◆ TO DO
Tally the lines in the listing below that contain the string "gray", treating capitalization as significant, and state only the resulting number.

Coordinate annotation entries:
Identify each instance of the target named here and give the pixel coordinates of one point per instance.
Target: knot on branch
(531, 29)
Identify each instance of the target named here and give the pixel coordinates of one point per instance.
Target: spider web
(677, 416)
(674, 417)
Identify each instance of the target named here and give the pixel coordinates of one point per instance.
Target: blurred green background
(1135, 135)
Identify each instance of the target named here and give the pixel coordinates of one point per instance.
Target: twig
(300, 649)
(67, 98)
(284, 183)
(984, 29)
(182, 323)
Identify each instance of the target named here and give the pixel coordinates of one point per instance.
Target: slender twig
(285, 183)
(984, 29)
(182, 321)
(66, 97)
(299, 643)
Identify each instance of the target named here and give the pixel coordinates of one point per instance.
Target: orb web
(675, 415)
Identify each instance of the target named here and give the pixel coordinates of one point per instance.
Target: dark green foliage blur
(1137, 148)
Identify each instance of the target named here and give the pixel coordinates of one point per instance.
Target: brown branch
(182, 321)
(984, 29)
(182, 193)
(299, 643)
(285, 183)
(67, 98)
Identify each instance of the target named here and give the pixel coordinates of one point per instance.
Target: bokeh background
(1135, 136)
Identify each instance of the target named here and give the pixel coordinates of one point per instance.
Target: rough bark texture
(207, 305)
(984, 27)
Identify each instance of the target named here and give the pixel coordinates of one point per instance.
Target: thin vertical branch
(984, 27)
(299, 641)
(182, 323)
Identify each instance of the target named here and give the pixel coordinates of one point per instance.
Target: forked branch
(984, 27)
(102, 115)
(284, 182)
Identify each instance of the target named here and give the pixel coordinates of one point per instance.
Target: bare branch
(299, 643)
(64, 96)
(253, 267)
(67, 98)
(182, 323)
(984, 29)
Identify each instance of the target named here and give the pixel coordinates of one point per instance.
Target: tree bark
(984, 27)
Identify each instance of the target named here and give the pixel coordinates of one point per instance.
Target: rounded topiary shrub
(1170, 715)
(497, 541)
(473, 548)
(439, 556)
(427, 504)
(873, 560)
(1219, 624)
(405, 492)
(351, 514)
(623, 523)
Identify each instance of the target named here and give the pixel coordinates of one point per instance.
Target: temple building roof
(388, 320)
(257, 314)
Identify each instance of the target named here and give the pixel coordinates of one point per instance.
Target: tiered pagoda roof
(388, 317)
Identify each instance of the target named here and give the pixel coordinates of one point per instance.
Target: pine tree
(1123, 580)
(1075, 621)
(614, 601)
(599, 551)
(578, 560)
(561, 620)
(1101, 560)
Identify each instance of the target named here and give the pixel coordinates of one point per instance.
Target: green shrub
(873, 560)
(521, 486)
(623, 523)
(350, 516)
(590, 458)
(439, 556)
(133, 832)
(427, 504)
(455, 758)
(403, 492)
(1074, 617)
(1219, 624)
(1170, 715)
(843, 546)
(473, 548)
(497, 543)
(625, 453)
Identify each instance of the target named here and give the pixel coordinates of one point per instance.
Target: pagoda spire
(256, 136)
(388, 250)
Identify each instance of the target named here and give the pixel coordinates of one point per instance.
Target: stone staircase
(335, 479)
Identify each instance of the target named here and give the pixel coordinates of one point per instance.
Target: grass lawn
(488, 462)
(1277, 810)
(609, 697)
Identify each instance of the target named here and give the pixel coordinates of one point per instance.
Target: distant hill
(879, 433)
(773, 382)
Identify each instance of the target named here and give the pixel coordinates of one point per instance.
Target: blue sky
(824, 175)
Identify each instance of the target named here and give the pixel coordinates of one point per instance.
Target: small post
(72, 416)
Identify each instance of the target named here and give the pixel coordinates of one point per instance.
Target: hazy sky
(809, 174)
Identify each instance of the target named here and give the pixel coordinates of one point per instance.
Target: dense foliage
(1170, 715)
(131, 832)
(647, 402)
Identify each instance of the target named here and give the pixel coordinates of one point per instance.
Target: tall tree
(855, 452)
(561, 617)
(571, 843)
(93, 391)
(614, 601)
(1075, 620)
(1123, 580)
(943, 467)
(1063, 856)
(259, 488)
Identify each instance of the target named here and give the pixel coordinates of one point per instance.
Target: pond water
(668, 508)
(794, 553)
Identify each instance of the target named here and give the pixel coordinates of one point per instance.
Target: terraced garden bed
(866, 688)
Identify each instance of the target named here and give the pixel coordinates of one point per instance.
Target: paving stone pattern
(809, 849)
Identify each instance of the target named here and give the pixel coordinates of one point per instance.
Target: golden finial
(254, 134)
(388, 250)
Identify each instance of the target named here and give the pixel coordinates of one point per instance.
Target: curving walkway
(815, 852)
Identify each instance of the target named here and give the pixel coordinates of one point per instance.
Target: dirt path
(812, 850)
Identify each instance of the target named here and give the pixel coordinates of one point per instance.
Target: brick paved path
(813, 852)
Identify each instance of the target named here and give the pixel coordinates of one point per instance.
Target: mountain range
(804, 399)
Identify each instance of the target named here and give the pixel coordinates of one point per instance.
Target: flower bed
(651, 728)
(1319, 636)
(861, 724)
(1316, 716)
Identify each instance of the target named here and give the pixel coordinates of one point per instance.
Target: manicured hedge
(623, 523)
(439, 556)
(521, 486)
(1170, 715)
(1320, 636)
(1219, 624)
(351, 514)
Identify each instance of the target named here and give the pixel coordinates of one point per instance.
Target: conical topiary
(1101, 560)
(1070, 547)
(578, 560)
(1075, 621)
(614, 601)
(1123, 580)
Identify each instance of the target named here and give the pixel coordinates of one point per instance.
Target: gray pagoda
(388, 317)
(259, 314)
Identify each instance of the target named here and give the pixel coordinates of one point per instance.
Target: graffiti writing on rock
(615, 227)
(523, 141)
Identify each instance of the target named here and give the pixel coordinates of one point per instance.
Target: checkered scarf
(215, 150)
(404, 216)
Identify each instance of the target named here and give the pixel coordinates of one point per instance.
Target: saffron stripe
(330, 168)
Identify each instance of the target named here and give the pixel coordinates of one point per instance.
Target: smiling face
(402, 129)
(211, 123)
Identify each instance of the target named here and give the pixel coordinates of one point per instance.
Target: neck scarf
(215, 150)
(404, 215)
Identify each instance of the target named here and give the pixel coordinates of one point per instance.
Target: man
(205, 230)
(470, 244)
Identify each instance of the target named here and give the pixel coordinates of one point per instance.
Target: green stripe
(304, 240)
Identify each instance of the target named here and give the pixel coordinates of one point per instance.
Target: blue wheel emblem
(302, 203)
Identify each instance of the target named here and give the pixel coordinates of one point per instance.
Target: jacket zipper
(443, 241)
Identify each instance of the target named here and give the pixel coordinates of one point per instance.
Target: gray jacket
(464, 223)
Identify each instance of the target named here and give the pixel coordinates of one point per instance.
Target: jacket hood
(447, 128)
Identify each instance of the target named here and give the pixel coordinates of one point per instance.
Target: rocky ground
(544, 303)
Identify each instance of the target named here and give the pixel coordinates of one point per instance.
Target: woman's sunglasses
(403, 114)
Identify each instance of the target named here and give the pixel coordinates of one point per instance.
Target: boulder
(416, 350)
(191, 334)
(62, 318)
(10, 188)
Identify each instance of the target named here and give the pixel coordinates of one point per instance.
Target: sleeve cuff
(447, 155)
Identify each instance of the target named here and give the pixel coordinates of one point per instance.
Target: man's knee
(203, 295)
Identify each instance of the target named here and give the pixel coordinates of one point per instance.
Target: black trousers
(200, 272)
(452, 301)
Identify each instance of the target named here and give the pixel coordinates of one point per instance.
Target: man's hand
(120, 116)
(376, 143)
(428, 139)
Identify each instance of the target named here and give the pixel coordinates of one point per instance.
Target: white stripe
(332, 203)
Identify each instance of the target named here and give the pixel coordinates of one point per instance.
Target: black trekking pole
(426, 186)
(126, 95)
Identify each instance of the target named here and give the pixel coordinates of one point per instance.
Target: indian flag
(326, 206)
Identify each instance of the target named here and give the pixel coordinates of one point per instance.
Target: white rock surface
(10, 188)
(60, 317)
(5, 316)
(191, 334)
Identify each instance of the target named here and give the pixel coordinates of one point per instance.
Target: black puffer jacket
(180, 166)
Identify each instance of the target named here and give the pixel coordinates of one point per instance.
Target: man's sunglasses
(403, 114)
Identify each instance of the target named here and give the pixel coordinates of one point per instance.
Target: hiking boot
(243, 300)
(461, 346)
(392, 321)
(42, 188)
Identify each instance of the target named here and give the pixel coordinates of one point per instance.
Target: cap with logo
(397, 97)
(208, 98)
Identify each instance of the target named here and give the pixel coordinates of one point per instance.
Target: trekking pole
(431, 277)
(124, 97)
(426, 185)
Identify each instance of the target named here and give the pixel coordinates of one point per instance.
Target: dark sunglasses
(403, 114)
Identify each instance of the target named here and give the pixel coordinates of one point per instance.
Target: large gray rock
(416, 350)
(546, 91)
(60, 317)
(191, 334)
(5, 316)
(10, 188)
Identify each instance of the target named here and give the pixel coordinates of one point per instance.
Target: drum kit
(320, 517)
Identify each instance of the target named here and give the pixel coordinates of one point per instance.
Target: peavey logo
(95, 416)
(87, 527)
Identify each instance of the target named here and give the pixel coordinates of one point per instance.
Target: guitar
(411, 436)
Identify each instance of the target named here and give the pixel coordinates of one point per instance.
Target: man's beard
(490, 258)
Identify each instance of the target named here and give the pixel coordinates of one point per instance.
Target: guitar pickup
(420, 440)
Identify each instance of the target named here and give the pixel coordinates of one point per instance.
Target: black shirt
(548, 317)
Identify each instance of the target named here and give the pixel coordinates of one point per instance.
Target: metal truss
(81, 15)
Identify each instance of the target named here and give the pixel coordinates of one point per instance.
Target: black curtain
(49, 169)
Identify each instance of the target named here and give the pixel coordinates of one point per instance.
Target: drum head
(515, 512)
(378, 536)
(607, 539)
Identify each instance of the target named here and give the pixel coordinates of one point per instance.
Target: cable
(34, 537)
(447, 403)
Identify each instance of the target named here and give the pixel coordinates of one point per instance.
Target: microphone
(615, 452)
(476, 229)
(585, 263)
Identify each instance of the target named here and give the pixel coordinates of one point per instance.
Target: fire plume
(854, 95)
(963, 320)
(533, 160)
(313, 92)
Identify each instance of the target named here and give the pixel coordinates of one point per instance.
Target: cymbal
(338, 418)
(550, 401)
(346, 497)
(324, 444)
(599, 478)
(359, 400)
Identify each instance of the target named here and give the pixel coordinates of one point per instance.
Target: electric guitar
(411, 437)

◆ EXPECTED OUTPUT
3